Document passage:
Timothy Paul Dellor is a radio presenter on BBC Radio.

Biography 
Born in Reading, Berkshire in 1975 to Ralph Dellor and his wife, he grew up in Woolhampton, Berkshire, and attended Bradfield College. Dellor graduated from the University of Gloucestershire with a bachelor's degree in Sport and Exercise Science and Geography and from the London Institute with a master's degree in Broadcast Journalism.

He is now a Level 4 ECB-qualified coach, making him one of the most highly qualified cricket coaches at the ECB, and used to coach Berkshire Minor County Cricket first team and was once head of their Elite Player programme. He was also head coach to the Greece national cricket team for 9 years, winning the ECC Trophy in 1999.

Dellor is also a sports commentator and reporter with the BBC.

He works for BBC Local Radio, BBC South TV and Five Live, commentating on horse racing and international rowing. He won a Gold Frank Gillard Award for his coverage of the 2012 Olympic Games. He is regarded as one of the leading sports radio commentators in the UK.

Given records:

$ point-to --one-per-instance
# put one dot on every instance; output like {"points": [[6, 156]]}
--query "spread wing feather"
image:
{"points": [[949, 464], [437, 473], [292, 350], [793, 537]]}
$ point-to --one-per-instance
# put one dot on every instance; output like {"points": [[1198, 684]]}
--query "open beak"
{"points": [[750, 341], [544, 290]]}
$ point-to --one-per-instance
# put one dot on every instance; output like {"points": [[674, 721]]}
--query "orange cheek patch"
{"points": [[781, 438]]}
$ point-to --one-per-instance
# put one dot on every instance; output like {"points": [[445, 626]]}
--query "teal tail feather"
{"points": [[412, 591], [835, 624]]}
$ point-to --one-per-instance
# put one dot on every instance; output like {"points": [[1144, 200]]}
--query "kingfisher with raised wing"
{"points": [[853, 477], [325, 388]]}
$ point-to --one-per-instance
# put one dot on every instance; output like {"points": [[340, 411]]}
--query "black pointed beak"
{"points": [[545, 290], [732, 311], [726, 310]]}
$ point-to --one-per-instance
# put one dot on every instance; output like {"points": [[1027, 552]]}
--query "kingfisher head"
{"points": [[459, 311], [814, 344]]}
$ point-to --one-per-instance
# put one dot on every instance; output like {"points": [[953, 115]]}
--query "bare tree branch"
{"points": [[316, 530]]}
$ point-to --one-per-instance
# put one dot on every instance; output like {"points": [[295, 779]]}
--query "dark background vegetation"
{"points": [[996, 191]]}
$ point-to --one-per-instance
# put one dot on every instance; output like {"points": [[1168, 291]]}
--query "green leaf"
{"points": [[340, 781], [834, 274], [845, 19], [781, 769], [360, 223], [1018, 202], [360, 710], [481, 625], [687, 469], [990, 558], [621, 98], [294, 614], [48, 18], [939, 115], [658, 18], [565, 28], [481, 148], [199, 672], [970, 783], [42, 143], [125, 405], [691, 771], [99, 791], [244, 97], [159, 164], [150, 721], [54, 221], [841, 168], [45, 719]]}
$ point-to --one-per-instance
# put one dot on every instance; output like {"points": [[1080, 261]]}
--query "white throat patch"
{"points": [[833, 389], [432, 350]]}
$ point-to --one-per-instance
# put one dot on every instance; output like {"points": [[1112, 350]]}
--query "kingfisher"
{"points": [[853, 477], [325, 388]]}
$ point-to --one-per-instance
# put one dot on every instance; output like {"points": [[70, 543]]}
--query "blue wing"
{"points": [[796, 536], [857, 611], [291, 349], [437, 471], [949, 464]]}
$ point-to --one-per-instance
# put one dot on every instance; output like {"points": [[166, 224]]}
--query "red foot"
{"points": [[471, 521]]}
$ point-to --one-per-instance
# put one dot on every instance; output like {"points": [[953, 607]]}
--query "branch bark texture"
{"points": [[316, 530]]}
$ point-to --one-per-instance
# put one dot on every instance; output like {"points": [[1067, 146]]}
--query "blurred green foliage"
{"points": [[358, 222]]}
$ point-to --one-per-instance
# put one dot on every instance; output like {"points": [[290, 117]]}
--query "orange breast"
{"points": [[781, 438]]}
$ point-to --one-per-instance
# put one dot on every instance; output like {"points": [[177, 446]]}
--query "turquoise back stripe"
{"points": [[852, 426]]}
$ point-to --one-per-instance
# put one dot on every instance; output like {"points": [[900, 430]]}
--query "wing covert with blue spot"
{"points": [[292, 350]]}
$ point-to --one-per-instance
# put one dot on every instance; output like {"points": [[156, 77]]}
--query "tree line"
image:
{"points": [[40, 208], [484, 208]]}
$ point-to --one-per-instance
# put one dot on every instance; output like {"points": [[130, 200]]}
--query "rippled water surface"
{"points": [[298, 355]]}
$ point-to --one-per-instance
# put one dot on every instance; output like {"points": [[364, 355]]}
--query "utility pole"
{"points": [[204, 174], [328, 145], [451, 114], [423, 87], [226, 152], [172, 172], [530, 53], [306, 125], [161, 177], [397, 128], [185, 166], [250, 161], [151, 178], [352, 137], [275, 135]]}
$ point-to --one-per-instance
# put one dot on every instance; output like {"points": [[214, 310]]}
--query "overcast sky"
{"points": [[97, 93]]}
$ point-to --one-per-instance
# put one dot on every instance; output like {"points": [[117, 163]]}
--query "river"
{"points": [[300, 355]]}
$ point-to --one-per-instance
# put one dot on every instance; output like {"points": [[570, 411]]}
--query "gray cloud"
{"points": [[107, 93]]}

Short exercise: In the biography of Timothy Dellor, what award did he win for his coverage of the 2012 Olympic Games?

Worked solution: A Gold Frank Gillard Award.